Gather all lines in the entries that include the word "facade".

### DATA PROVIDED
:::::
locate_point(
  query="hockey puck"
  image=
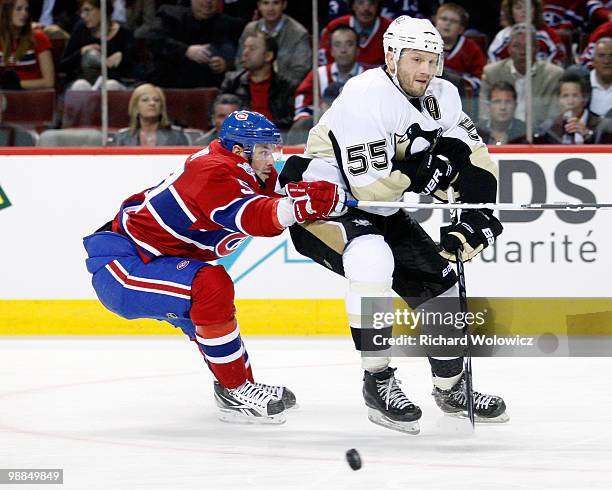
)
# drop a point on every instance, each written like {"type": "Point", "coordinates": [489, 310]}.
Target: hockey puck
{"type": "Point", "coordinates": [353, 459]}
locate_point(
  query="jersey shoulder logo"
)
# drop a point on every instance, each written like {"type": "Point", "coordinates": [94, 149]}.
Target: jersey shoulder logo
{"type": "Point", "coordinates": [404, 142]}
{"type": "Point", "coordinates": [247, 168]}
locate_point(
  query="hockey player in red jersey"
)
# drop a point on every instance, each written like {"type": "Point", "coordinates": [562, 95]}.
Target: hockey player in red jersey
{"type": "Point", "coordinates": [153, 259]}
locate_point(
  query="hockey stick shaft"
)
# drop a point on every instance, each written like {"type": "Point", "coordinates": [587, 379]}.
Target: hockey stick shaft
{"type": "Point", "coordinates": [351, 203]}
{"type": "Point", "coordinates": [463, 307]}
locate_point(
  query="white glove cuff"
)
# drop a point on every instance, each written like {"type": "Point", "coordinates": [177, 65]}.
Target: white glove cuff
{"type": "Point", "coordinates": [284, 212]}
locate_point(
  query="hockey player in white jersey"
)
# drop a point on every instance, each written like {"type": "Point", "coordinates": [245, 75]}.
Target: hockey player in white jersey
{"type": "Point", "coordinates": [392, 130]}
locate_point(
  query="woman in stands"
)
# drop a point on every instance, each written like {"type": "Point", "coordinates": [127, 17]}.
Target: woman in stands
{"type": "Point", "coordinates": [82, 57]}
{"type": "Point", "coordinates": [25, 55]}
{"type": "Point", "coordinates": [550, 46]}
{"type": "Point", "coordinates": [149, 124]}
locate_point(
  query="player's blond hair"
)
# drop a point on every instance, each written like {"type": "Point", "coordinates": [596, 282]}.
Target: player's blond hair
{"type": "Point", "coordinates": [133, 105]}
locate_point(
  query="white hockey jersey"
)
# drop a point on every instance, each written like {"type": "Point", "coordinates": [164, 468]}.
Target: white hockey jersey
{"type": "Point", "coordinates": [364, 141]}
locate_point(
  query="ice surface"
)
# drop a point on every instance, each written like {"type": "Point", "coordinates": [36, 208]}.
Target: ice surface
{"type": "Point", "coordinates": [138, 413]}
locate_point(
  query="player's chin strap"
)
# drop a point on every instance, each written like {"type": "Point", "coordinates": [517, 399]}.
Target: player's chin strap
{"type": "Point", "coordinates": [393, 76]}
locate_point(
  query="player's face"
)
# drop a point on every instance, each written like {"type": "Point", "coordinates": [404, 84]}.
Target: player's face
{"type": "Point", "coordinates": [90, 15]}
{"type": "Point", "coordinates": [502, 106]}
{"type": "Point", "coordinates": [271, 10]}
{"type": "Point", "coordinates": [344, 47]}
{"type": "Point", "coordinates": [203, 9]}
{"type": "Point", "coordinates": [415, 70]}
{"type": "Point", "coordinates": [221, 112]}
{"type": "Point", "coordinates": [20, 13]}
{"type": "Point", "coordinates": [263, 158]}
{"type": "Point", "coordinates": [449, 25]}
{"type": "Point", "coordinates": [571, 98]}
{"type": "Point", "coordinates": [149, 105]}
{"type": "Point", "coordinates": [365, 11]}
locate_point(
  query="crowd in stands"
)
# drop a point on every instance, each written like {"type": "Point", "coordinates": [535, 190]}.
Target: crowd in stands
{"type": "Point", "coordinates": [257, 55]}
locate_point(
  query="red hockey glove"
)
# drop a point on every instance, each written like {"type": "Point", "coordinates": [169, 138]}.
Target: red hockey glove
{"type": "Point", "coordinates": [316, 200]}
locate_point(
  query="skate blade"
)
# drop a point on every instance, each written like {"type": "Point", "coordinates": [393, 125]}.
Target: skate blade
{"type": "Point", "coordinates": [234, 417]}
{"type": "Point", "coordinates": [500, 419]}
{"type": "Point", "coordinates": [378, 418]}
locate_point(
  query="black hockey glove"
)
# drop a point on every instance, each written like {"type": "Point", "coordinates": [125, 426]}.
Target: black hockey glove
{"type": "Point", "coordinates": [432, 174]}
{"type": "Point", "coordinates": [476, 230]}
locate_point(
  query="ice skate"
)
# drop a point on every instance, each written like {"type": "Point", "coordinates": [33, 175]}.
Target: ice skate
{"type": "Point", "coordinates": [487, 408]}
{"type": "Point", "coordinates": [279, 392]}
{"type": "Point", "coordinates": [388, 406]}
{"type": "Point", "coordinates": [248, 404]}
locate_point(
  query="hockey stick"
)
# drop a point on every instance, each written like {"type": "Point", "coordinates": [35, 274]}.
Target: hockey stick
{"type": "Point", "coordinates": [351, 203]}
{"type": "Point", "coordinates": [467, 358]}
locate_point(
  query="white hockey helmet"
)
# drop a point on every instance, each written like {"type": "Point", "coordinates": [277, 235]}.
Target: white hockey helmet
{"type": "Point", "coordinates": [409, 33]}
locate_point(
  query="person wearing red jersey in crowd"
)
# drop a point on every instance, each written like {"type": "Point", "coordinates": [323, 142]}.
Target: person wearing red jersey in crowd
{"type": "Point", "coordinates": [567, 15]}
{"type": "Point", "coordinates": [586, 58]}
{"type": "Point", "coordinates": [25, 55]}
{"type": "Point", "coordinates": [344, 51]}
{"type": "Point", "coordinates": [153, 260]}
{"type": "Point", "coordinates": [550, 47]}
{"type": "Point", "coordinates": [462, 55]}
{"type": "Point", "coordinates": [370, 27]}
{"type": "Point", "coordinates": [258, 85]}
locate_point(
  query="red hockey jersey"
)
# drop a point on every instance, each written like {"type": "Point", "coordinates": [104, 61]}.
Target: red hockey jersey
{"type": "Point", "coordinates": [371, 51]}
{"type": "Point", "coordinates": [467, 60]}
{"type": "Point", "coordinates": [204, 210]}
{"type": "Point", "coordinates": [550, 47]}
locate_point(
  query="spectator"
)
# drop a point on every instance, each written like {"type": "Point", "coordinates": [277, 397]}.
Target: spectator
{"type": "Point", "coordinates": [337, 8]}
{"type": "Point", "coordinates": [544, 78]}
{"type": "Point", "coordinates": [241, 9]}
{"type": "Point", "coordinates": [601, 77]}
{"type": "Point", "coordinates": [344, 50]}
{"type": "Point", "coordinates": [193, 46]}
{"type": "Point", "coordinates": [56, 18]}
{"type": "Point", "coordinates": [139, 16]}
{"type": "Point", "coordinates": [82, 57]}
{"type": "Point", "coordinates": [484, 16]}
{"type": "Point", "coordinates": [568, 15]}
{"type": "Point", "coordinates": [223, 105]}
{"type": "Point", "coordinates": [502, 127]}
{"type": "Point", "coordinates": [25, 55]}
{"type": "Point", "coordinates": [294, 53]}
{"type": "Point", "coordinates": [392, 9]}
{"type": "Point", "coordinates": [575, 124]}
{"type": "Point", "coordinates": [149, 124]}
{"type": "Point", "coordinates": [370, 27]}
{"type": "Point", "coordinates": [298, 134]}
{"type": "Point", "coordinates": [259, 87]}
{"type": "Point", "coordinates": [603, 133]}
{"type": "Point", "coordinates": [462, 55]}
{"type": "Point", "coordinates": [550, 47]}
{"type": "Point", "coordinates": [10, 134]}
{"type": "Point", "coordinates": [599, 11]}
{"type": "Point", "coordinates": [586, 58]}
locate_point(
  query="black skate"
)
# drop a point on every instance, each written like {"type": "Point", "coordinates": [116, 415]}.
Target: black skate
{"type": "Point", "coordinates": [248, 404]}
{"type": "Point", "coordinates": [487, 408]}
{"type": "Point", "coordinates": [279, 392]}
{"type": "Point", "coordinates": [388, 405]}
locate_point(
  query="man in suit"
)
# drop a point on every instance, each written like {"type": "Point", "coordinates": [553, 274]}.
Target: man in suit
{"type": "Point", "coordinates": [544, 79]}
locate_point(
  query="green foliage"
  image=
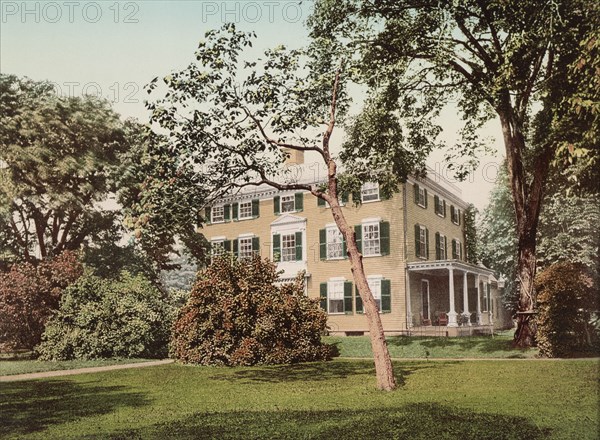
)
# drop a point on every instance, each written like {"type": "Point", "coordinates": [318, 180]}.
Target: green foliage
{"type": "Point", "coordinates": [29, 296]}
{"type": "Point", "coordinates": [568, 310]}
{"type": "Point", "coordinates": [237, 315]}
{"type": "Point", "coordinates": [59, 157]}
{"type": "Point", "coordinates": [101, 318]}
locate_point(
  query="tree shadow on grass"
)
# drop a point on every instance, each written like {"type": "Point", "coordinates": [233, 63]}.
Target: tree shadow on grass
{"type": "Point", "coordinates": [415, 421]}
{"type": "Point", "coordinates": [30, 406]}
{"type": "Point", "coordinates": [316, 371]}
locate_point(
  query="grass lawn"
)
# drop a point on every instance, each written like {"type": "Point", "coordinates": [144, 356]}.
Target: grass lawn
{"type": "Point", "coordinates": [499, 346]}
{"type": "Point", "coordinates": [18, 366]}
{"type": "Point", "coordinates": [535, 399]}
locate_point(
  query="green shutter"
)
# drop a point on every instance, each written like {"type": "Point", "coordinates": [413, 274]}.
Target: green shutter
{"type": "Point", "coordinates": [298, 246]}
{"type": "Point", "coordinates": [299, 202]}
{"type": "Point", "coordinates": [323, 244]}
{"type": "Point", "coordinates": [358, 236]}
{"type": "Point", "coordinates": [276, 248]}
{"type": "Point", "coordinates": [417, 240]}
{"type": "Point", "coordinates": [386, 296]}
{"type": "Point", "coordinates": [384, 238]}
{"type": "Point", "coordinates": [323, 296]}
{"type": "Point", "coordinates": [358, 301]}
{"type": "Point", "coordinates": [236, 251]}
{"type": "Point", "coordinates": [348, 297]}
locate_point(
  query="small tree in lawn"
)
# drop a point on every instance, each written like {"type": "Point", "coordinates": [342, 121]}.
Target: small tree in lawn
{"type": "Point", "coordinates": [242, 118]}
{"type": "Point", "coordinates": [237, 315]}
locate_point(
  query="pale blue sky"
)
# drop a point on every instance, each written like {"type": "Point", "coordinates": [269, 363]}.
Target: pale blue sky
{"type": "Point", "coordinates": [115, 48]}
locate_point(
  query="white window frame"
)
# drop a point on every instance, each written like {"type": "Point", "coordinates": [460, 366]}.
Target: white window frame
{"type": "Point", "coordinates": [240, 210]}
{"type": "Point", "coordinates": [248, 251]}
{"type": "Point", "coordinates": [222, 216]}
{"type": "Point", "coordinates": [369, 189]}
{"type": "Point", "coordinates": [334, 232]}
{"type": "Point", "coordinates": [370, 253]}
{"type": "Point", "coordinates": [439, 208]}
{"type": "Point", "coordinates": [335, 292]}
{"type": "Point", "coordinates": [374, 283]}
{"type": "Point", "coordinates": [422, 200]}
{"type": "Point", "coordinates": [287, 199]}
{"type": "Point", "coordinates": [285, 251]}
{"type": "Point", "coordinates": [442, 246]}
{"type": "Point", "coordinates": [422, 242]}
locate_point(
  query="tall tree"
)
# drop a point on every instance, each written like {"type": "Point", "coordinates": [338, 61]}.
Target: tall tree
{"type": "Point", "coordinates": [504, 58]}
{"type": "Point", "coordinates": [236, 122]}
{"type": "Point", "coordinates": [57, 161]}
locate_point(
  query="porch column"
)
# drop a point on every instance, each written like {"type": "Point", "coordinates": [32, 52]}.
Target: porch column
{"type": "Point", "coordinates": [478, 300]}
{"type": "Point", "coordinates": [466, 312]}
{"type": "Point", "coordinates": [452, 313]}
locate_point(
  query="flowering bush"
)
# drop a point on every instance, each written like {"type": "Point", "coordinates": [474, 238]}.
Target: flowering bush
{"type": "Point", "coordinates": [237, 315]}
{"type": "Point", "coordinates": [29, 295]}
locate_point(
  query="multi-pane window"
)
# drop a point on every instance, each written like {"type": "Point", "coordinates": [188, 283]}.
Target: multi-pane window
{"type": "Point", "coordinates": [335, 296]}
{"type": "Point", "coordinates": [423, 241]}
{"type": "Point", "coordinates": [371, 244]}
{"type": "Point", "coordinates": [422, 197]}
{"type": "Point", "coordinates": [370, 191]}
{"type": "Point", "coordinates": [334, 244]}
{"type": "Point", "coordinates": [218, 214]}
{"type": "Point", "coordinates": [217, 247]}
{"type": "Point", "coordinates": [245, 210]}
{"type": "Point", "coordinates": [245, 247]}
{"type": "Point", "coordinates": [375, 286]}
{"type": "Point", "coordinates": [287, 203]}
{"type": "Point", "coordinates": [288, 247]}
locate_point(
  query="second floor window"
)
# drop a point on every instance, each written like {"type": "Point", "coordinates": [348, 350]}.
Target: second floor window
{"type": "Point", "coordinates": [288, 247]}
{"type": "Point", "coordinates": [218, 214]}
{"type": "Point", "coordinates": [371, 239]}
{"type": "Point", "coordinates": [335, 246]}
{"type": "Point", "coordinates": [245, 210]}
{"type": "Point", "coordinates": [287, 203]}
{"type": "Point", "coordinates": [370, 192]}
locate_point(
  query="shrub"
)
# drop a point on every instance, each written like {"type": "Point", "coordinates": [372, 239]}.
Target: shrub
{"type": "Point", "coordinates": [237, 315]}
{"type": "Point", "coordinates": [30, 295]}
{"type": "Point", "coordinates": [567, 304]}
{"type": "Point", "coordinates": [104, 318]}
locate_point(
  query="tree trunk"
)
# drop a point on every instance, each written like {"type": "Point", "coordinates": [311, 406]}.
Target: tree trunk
{"type": "Point", "coordinates": [383, 362]}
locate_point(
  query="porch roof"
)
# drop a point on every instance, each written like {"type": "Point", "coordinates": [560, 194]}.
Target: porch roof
{"type": "Point", "coordinates": [430, 267]}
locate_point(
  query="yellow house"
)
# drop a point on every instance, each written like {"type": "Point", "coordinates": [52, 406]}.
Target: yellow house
{"type": "Point", "coordinates": [413, 246]}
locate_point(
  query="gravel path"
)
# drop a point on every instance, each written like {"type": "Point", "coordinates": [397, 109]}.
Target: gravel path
{"type": "Point", "coordinates": [44, 374]}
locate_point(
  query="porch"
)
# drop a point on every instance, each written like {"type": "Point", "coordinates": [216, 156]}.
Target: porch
{"type": "Point", "coordinates": [449, 298]}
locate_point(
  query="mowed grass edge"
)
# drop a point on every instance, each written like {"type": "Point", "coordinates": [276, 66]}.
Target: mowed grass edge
{"type": "Point", "coordinates": [338, 399]}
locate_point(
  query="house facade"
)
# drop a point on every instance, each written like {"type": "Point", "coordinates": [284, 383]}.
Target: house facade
:::::
### YOUR SOLUTION
  query="house facade"
Target: house facade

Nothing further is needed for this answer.